Write each entry down again precisely, skipping nothing.

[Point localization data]
□ □ □ □ □ □ □
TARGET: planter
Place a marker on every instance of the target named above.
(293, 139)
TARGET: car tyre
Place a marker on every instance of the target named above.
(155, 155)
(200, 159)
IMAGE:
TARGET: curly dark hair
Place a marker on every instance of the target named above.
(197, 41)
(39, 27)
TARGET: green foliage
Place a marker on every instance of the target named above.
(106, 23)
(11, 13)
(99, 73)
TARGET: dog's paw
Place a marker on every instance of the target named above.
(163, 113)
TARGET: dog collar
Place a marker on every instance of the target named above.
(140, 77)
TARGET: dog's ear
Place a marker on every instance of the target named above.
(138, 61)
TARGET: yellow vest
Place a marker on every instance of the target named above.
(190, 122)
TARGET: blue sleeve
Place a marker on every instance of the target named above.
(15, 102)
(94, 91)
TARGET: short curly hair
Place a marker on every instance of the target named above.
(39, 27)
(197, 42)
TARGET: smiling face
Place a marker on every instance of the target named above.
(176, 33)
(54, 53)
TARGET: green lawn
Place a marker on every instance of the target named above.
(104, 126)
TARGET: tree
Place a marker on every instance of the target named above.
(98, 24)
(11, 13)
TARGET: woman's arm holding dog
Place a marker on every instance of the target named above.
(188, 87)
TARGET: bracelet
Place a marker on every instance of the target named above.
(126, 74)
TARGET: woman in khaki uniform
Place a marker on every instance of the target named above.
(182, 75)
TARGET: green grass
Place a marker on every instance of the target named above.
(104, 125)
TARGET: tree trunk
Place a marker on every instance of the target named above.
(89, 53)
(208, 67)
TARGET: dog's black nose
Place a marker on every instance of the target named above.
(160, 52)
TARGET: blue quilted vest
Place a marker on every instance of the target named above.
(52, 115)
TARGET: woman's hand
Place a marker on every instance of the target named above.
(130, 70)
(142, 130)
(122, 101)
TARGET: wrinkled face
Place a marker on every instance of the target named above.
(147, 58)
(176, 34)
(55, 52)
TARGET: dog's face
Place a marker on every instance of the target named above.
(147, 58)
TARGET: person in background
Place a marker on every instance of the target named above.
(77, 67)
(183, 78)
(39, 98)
□ □ □ □ □ □ □
◆ Answer section
TARGET: planter
Place a marker on every instance of the target named above.
(293, 139)
TARGET: car tyre
Place a marker on every instance of the target named above.
(155, 155)
(200, 159)
IMAGE:
TARGET: curly dark hair
Place a marker on every instance of the target named above.
(197, 41)
(39, 27)
TARGET: green foliage
Place a marker on every instance of the target named above.
(106, 23)
(11, 13)
(99, 73)
TARGET: dog's paw
Place a marker on every instance of the target named above.
(163, 113)
TARGET: dog collar
Place a marker on every instance of the target named above.
(140, 77)
TARGET: dog's ear
Place a marker on every instance of the target named above.
(138, 61)
TARGET: yellow vest
Place a marker on every instance of the target named above.
(190, 122)
TARGET: blue sleeve
Place a marker on every instance of the target named above.
(15, 102)
(94, 91)
TARGET: short curly hair
Place a marker on every instance of the target named above.
(39, 27)
(197, 42)
TARGET: smiling face
Place a marker on every instance of the target named above.
(176, 33)
(54, 53)
TARGET: green lawn
Place a marker on every instance of the target named above.
(104, 126)
TARGET: tree
Place a marker on every instance of the target named above.
(98, 24)
(11, 13)
TARGET: woman's arm holding dog
Place a marker on every instance of the target named above.
(188, 87)
TARGET: bracelet
Place a marker on every instance of the target named above.
(126, 74)
TARGET: woman in khaki uniform
Place a marker on every instance of the target named above.
(182, 75)
TARGET: green grass
Place a marker on every instance of the target named above.
(104, 125)
TARGET: tree trunk
Place a marker on every instance of the target named above.
(89, 53)
(208, 67)
TARGET: dog's black nose
Place a marker on every instance of the target named above.
(160, 52)
TARGET: blue quilted vest
Place a marker on every instance of the target named above.
(52, 115)
TARGET: woman's hand
Place a marker on every instance of the target named above.
(130, 70)
(142, 130)
(122, 101)
TARGET: wrinkled face
Place a marker on every instance of the target named above.
(147, 58)
(176, 34)
(55, 52)
TARGET: dog's face
Place a marker on every instance of the target named above.
(147, 58)
TARGET: person in background
Place a marker on every instance of the target named above.
(77, 67)
(183, 78)
(39, 98)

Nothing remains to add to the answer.